___ Fragmento para leer

Y así la luz, en un hermoso diseño de Manolo Garriga otra vez, nos confirma esa penumbra, la tibieza de lo cotidiano, tal como nos lo hizo ver en Aire frío. Aquí, nuevamente la persiana deja pasar, solo por un momento, un haz de luz que se disuelve en la sala vacía, igual al que iluminó brevemente el rostro ajado de Luz Marina.

Ese ambiente enquistado, en el que recibimos restos de un pasado no menos infeliz, las sillas diferentes, las sobrevivientes al demasiado uso, se completa con la música original de Denis Peralta, un hallazgo al iluminarnos sonoramente ese mundo gris.

______
___ Muestra de datos

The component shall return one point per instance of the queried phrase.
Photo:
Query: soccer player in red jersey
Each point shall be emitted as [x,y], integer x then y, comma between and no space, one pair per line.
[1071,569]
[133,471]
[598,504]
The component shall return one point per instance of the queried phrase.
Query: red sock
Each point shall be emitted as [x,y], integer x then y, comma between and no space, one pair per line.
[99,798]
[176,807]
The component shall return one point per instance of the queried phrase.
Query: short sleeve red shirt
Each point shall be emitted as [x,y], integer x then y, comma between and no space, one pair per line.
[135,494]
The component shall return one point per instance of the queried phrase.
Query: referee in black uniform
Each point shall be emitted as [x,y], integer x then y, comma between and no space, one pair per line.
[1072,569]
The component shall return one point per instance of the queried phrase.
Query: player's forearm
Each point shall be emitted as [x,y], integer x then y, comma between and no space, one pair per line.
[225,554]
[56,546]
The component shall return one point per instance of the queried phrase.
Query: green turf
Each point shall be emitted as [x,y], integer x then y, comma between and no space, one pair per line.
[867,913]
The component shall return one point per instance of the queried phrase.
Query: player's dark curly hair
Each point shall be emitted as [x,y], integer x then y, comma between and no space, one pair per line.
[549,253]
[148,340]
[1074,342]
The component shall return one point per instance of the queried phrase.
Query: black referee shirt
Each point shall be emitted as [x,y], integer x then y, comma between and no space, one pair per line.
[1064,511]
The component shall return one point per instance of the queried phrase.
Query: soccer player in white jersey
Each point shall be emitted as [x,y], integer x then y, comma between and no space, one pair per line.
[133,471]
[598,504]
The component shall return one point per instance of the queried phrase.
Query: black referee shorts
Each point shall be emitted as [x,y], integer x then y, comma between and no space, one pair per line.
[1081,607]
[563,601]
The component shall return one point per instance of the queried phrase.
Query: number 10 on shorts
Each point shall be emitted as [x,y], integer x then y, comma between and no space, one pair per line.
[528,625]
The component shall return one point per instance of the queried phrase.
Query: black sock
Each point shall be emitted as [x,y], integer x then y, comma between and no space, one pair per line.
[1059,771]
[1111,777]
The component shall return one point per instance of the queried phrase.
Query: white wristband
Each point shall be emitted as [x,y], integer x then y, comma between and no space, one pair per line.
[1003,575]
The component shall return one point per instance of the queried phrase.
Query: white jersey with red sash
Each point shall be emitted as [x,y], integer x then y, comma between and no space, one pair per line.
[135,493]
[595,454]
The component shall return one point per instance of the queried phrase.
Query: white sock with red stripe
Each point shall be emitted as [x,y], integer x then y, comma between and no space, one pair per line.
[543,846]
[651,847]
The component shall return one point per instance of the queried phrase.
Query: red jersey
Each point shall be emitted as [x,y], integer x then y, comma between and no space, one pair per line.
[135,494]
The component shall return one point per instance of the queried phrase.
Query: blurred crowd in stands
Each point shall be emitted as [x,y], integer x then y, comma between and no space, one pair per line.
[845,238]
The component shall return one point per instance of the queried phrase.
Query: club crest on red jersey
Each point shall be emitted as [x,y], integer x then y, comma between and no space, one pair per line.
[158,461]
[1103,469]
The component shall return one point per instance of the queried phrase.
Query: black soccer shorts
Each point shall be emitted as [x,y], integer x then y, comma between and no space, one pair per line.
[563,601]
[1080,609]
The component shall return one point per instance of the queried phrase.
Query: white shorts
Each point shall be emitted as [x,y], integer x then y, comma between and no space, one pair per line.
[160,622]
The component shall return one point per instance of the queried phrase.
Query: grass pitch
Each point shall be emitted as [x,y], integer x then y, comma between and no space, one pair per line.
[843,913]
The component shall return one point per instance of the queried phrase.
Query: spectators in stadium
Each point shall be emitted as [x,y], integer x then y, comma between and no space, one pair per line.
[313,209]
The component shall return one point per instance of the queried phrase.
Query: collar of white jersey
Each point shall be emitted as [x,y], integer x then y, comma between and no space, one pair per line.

______

Retoma el fragmento sobre la luz y la música del montaje y continúalo a partir de su última oración. El material no tiene ningún papel en esto.

Respuesta:
Vladimir Cuenca, pieza clave del éxito de Argos Teatro, cose sobre la piel de los personajes sus propios vestigios en tela y botones. Deslucidos y cautos, con excepción de Elena, colorida y coqueta a su pesar, los personajes van transitando ante nosotros. Los detalles relucen cuando advertimos las sandalias y saya bohemias de María, madre de Vania, diletante admiradora de Alexander; o el trapito de Marina, siempre a la espera de algo por limpiar, las botas de campo de Vania y el impoluto vestuario del profesor, al tanto de su figura; la practicidad del doctor Mijail, con su bicicleta china, sus botas de trabajo como si se tratara de un jardinero soñando un bosque pero consciente de su fracaso, el mismo ciclista, quizá médico o ingeniero, que bordeamos en la Carretera Central bajo el sol, de vuelta a casa.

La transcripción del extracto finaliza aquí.